Bagian Teks
Seberapa Pentingkah Pendidikan Literasi Media di Indonesia?

Freelance, Penulis paruh waktu
Seberapa Pentingkah Pendidikan Literasi Media di Indonesia? 29/02/2020 1323 view Budaya pixabay.com

Tahun-tahun kemarin kita banyak mempersoalkan titik balik kebangkitan jurnalisme warga (citizen journalism) sebagai sebuah produk globalisasi—yang disinyalir menimbulkan keresahan dalam masyarakat media. Tanpa terikat oleh profesionalitas kerja dan kode etik jurnalistik yang tegas, cita-cita jurnalisme menjadi kabur, tak beraturan, dan paling naif: nirsubstansi. Tidak berlebihan jika ditambahkan beberapa persoalan, seperti penyebaran berita bohong, diskriminasi kelas, radikalisme, dan ujaran kebencian beranak-pianak di dalamnya.

Sekarang justru kita melihat keresahan masyarakat global terhadap kedigjayaan kapitalisme media. Media-media ternyata juga telah mempengaruhi gambaran peristiwa kehidupan sehingga menjadi sebentuk kepingan-kepingan, penggalan-penggalan yang tak beraturan, yang berserakan, alias fragmen-fragmen tak utuh kehidupan (Idi Subandy dan Bachruddin Ali, 2015). Atau dengan kata-kata Baudrillard, “di abad globalisasi informasi ini atau di dalam abad citraan ini, diri kita tak lebih dari fragmen ontologi media, ontologi citraan” (Baudrillard:1981).

Kapitalisme global yang dipresisikan lewat produk-produk digitalisasi turut mendiskreditkan nilai-nilai kehidupan kita. Tak ayal, kiblat teknologi komunikasi dan informasi yang amat canggih ini menciptakan semacam dunia kehidupan yang teregimentasi.

Dengan sekali klik, kita akan disuguhkan oleh banyak sekali informasi dari seluruh dunia. Baru beberapa detik kita menonton tayangan berita banjir dan tanah longsor, tak lama berselang disuguhkan lagi dengan berita sensasi para artis dan pejabat publik. Dari acara keagamaan, berpindah ke yang profan. Dari berita duka ke acara mukbang. Dari Lucinta Luna ke Harun Masiku. Figur-figur politik ditampilkan—lengkap dengan sederet janji kemaslahatan.

Data Mentah

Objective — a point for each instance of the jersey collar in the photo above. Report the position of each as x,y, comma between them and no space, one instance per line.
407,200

Yang Dikerjakan
Salin tanpa perubahan bagian teks tentang literasi media mulai dari "Kapitalisme global yang" sampai dengan "sederet janji kemaslahatan.".

Jawaban Tertulis
Kapitalisme global yang dipresisikan lewat produk-produk digitalisasi turut mendiskreditkan nilai-nilai kehidupan kita. Tak ayal, kiblat teknologi komunikasi dan informasi yang amat canggih ini menciptakan semacam dunia kehidupan yang teregimentasi.

Dengan sekali klik, kita akan disuguhkan oleh banyak sekali informasi dari seluruh dunia. Baru beberapa detik kita menonton tayangan berita banjir dan tanah longsor, tak lama berselang disuguhkan lagi dengan berita sensasi para artis dan pejabat publik. Dari acara keagamaan, berpindah ke yang profan. Dari berita duka ke acara mukbang. Dari Lucinta Luna ke Harun Masiku. Figur-figur politik ditampilkan—lengkap dengan sederet janji kemaslahatan.